**Passage provided**
Rampant destruction of forests will unleash more pandemics

Date Added: August 31, 2020 03:38:14 PM
Author: Sutra Web Directory
Category: Health & Beauty

Scientists are to warn world leaders that increasing numbers of deadly new pandemics will afflict the planet if levels of deforestation and biodiversity loss continue at their current catastrophic rates.

A UN summit on biodiversity, scheduled to be held in New York next month, will be told by conservationists and biologists there is now clear evidence of a strong link between environmental destruction and the increased emergence of deadly new diseases such as Covid-19.

Rampant deforestation, uncontrolled expansion of farming and the building of mines in remote regions – as well as the exploitation of wild animals as sources of food, traditional medicines and exotic pets – are creating a “perfect storm” for the spillover of diseases from wildlife to people, delegates will be told.

Almost a third of all emerging diseases have originated through the process of land use change, it is claimed. As a result, five or six new epidemics a year could soon affect Earth’s population.

“There are now a whole raft of activities – illegal logging, clearing and mining – with associated international trades in bushmeat and exotic pets that have created this crisis,” said Stuart Pimm, professor of conservation at Duke University. “In the case of Covid-19, it has cost the world trillions of dollars and already killed almost a million people, so clearly urgent action is needed.”

It is estimated that tens of millions of hectares of rainforest and other wild environments are being bulldozed every year to cultivate palm trees, farm cattle, extract oil and provide access to mines and mineral deposits. This leads to the widespread destruction of vegetation and wildlife that are hosts to countless species of viruses and bacteria, most unknown to science. Those microbes can then accidentally infect new hosts, such as humans and domestic livestock.

Such events are known as spillovers. Crucially, if viruses thrive in their new human hosts they can infect other individuals. This is known as transmission and the result can be a new, emerging disease.
An example of this form of transmission is provided by Lassa fever, which was first discovered in Nigeria in 1969 and now causes several thousand deaths a year. The virus is spread by the rodent Mastomys natalensis, which was widespread in Africa’s savannahs and forests but now colonises homes and farms, passing on the disease to humans.

“The crucial point is that there are probably 10 times more different species of viruses than there are of mammals,” added Dobson. “The numbers are against us and the emergence of new pathogens inevitable.”

**Raw data**
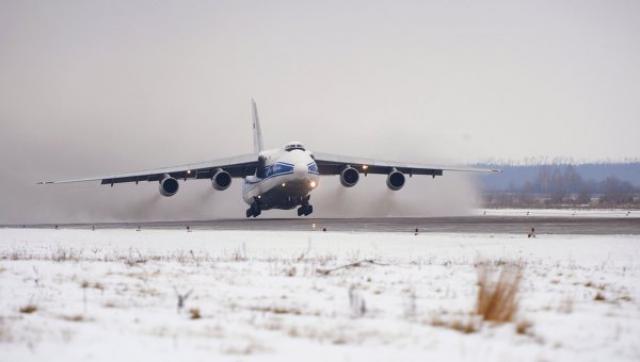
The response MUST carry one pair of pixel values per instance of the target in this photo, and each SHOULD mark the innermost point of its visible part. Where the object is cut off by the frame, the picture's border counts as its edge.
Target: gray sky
(88, 88)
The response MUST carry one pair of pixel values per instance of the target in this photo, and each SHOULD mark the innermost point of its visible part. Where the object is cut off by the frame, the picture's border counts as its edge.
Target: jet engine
(395, 180)
(168, 186)
(221, 180)
(349, 176)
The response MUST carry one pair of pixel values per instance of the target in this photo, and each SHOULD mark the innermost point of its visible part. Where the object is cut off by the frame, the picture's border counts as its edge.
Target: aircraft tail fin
(258, 146)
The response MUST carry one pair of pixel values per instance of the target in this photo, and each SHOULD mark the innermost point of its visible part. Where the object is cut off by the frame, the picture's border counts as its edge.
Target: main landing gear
(254, 210)
(305, 209)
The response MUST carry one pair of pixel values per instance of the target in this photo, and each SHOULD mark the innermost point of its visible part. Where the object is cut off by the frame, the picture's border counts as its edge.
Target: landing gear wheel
(305, 210)
(309, 210)
(254, 210)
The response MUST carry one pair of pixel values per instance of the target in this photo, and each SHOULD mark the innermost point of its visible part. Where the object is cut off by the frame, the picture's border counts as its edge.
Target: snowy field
(112, 295)
(597, 213)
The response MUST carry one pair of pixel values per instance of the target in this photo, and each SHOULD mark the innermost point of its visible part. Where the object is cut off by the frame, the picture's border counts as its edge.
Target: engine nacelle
(395, 180)
(168, 186)
(349, 176)
(221, 180)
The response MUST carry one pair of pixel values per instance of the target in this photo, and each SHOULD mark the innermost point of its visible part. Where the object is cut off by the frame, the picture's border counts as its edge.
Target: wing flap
(238, 166)
(331, 164)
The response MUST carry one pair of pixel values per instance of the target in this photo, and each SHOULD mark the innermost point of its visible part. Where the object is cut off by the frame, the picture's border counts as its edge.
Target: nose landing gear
(305, 209)
(254, 210)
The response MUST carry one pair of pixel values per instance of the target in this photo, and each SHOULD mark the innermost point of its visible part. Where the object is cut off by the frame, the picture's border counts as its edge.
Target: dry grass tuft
(74, 318)
(195, 313)
(497, 299)
(28, 309)
(523, 327)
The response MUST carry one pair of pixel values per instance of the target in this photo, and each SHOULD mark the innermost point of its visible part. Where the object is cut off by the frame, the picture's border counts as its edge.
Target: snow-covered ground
(606, 213)
(112, 295)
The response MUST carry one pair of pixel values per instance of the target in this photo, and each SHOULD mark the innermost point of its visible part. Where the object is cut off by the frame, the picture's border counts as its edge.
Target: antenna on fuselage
(258, 146)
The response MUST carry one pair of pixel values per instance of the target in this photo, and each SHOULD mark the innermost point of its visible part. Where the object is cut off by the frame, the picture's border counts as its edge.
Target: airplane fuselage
(283, 180)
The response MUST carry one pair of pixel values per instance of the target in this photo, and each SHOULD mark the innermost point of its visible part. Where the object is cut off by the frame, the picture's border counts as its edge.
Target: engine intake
(395, 180)
(168, 186)
(221, 180)
(349, 176)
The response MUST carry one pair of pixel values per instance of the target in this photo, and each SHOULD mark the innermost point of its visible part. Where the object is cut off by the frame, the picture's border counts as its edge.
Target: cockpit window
(294, 146)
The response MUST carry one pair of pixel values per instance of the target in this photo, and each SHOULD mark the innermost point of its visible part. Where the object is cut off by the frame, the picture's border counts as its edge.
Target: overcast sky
(91, 88)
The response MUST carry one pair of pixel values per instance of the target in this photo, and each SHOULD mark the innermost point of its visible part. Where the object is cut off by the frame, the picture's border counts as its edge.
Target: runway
(467, 224)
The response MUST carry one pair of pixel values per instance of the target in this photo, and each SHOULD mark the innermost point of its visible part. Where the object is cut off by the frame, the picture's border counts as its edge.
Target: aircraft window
(294, 146)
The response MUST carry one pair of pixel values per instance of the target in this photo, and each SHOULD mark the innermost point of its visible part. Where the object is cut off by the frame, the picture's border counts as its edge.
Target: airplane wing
(329, 164)
(238, 166)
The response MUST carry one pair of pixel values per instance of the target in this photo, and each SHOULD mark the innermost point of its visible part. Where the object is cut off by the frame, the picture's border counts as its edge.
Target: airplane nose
(300, 170)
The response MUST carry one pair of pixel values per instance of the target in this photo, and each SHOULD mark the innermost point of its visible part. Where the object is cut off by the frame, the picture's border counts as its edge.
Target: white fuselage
(286, 179)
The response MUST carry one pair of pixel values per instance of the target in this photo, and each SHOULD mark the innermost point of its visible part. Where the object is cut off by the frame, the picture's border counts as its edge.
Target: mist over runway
(466, 224)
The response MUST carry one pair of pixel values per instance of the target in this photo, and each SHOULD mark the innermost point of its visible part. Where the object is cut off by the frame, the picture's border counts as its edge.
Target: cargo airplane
(280, 178)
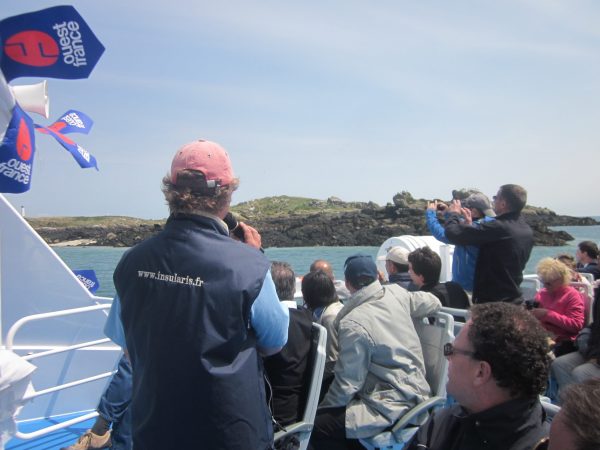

**Requirement A**
According to the article on deforestation and pandemics, which animal spreads the Lassa fever virus?
**Requirement B**
List every purpose the article on deforestation and pandemics gives for bulldozing rainforest and other wild environments each year.
**Requirement C**
Write the next paragraphs of the article on deforestation and pandemics, picking up after its final quotation.

**Written reply A**
The rodent Mastomys natalensis.

**Written reply B**
- To cultivate palm trees
- To farm cattle
- To extract oil
- To provide access to mines and mineral deposits

**Written reply C**
In the past many outbreaks of new diseases remained in contained areas. However, the development of cheap air travel has changed that picture and diseases can appear across the globe before scientists have fully realised what is happening.

“The onward transmission of a new disease is also another really important element in the pandemic story,” said Professor James Wood, head of veterinary medicine at Cambridge University. “Consider the swine flu pandemic. We flew that around the world several times before we realised what was going on. Global connectivity has allowed – and is still allowing – Covid-19 to be transmitted to just about every country on Earth.”

In a paper published in Science last month, Pimm, Dobson and other scientists and economists propose setting up a programme to monitor wildlife, reduce spillovers, end the wildlife meat trade and reduce deforestation. Such a scheme could cost more than $20bn a year, a price tag that is dwarfed by the cost of the Covid-19 pandemic, which has wiped trillions of dollars from national economies round the world.

“We estimate that the value of prevention costs for 10 years to be only about 2% of the costs of the Covid-19 pandemic,” they state. In addition, reducing deforestation – which is a major source of carbon emissions – would also have the benefit of helping the battle against climate change, add the researchers.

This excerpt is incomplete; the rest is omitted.